*Exercise:*
For this exercise, write out each entry below exactly as it reads.
★ ★ ★ ★ ★
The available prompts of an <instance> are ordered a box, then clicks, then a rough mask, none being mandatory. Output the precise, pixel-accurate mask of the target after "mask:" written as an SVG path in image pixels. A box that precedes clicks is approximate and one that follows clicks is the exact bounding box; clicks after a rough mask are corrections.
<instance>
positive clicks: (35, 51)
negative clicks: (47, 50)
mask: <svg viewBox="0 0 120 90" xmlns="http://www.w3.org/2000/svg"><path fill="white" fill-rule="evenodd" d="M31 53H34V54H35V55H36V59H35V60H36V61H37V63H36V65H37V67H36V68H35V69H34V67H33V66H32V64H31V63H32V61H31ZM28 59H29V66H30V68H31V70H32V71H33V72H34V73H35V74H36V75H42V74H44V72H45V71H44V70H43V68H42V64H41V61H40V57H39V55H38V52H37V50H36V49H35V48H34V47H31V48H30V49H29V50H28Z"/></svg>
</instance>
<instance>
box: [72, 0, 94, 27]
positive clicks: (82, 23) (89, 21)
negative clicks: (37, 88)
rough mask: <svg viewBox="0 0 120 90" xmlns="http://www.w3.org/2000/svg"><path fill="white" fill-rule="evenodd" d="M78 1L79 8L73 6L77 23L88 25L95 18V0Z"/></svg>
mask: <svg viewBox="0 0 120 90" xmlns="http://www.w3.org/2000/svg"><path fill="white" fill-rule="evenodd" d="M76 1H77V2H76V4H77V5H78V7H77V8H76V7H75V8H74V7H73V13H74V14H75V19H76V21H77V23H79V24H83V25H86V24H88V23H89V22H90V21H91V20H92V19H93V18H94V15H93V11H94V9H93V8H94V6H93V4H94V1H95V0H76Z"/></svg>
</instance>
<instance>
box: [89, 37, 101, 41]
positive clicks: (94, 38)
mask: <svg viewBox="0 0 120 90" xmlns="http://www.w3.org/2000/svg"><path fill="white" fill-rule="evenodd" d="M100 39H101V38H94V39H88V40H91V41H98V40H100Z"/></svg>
★ ★ ★ ★ ★
*Result for this task:*
The available prompts of an <instance> are ordered a box, then clicks, then a rough mask, none being mandatory. Output the precise, pixel-accurate mask of the target after "mask:" written as an SVG path in image pixels. A box that precedes clicks is approximate and one that follows clicks is the exact bounding box; clicks after a rough mask are corrections.
<instance>
positive clicks: (35, 51)
negative clicks: (47, 50)
mask: <svg viewBox="0 0 120 90" xmlns="http://www.w3.org/2000/svg"><path fill="white" fill-rule="evenodd" d="M31 53H34V54H35V55H36V59H35V60H36V61H37V63H36V65H37V67H36V68H35V69H34V67H33V66H32V64H31V63H32V61H31ZM28 59H29V66H30V68H31V70H32V71H33V72H34V73H35V74H36V75H42V74H44V72H45V71H44V70H43V68H42V64H41V61H40V57H39V55H38V52H37V50H36V49H35V48H34V47H31V48H30V49H29V50H28Z"/></svg>
</instance>
<instance>
box: [72, 0, 94, 27]
positive clicks: (82, 23) (89, 21)
negative clicks: (37, 88)
rough mask: <svg viewBox="0 0 120 90" xmlns="http://www.w3.org/2000/svg"><path fill="white" fill-rule="evenodd" d="M78 1L79 8L73 6L77 23L88 25L95 18V0Z"/></svg>
mask: <svg viewBox="0 0 120 90" xmlns="http://www.w3.org/2000/svg"><path fill="white" fill-rule="evenodd" d="M76 1H77V2H76V4H77V5H78V7H77V8H76V7H75V8H74V7H73V13H74V14H75V19H76V21H77V23H79V24H83V25H86V24H88V23H89V22H90V21H91V20H92V19H93V18H94V15H93V11H94V9H93V8H94V6H93V4H94V1H95V0H76Z"/></svg>
</instance>
<instance>
box: [89, 37, 101, 41]
positive clicks: (94, 38)
mask: <svg viewBox="0 0 120 90" xmlns="http://www.w3.org/2000/svg"><path fill="white" fill-rule="evenodd" d="M100 39H101V38H94V39H88V40H91V41H98V40H100Z"/></svg>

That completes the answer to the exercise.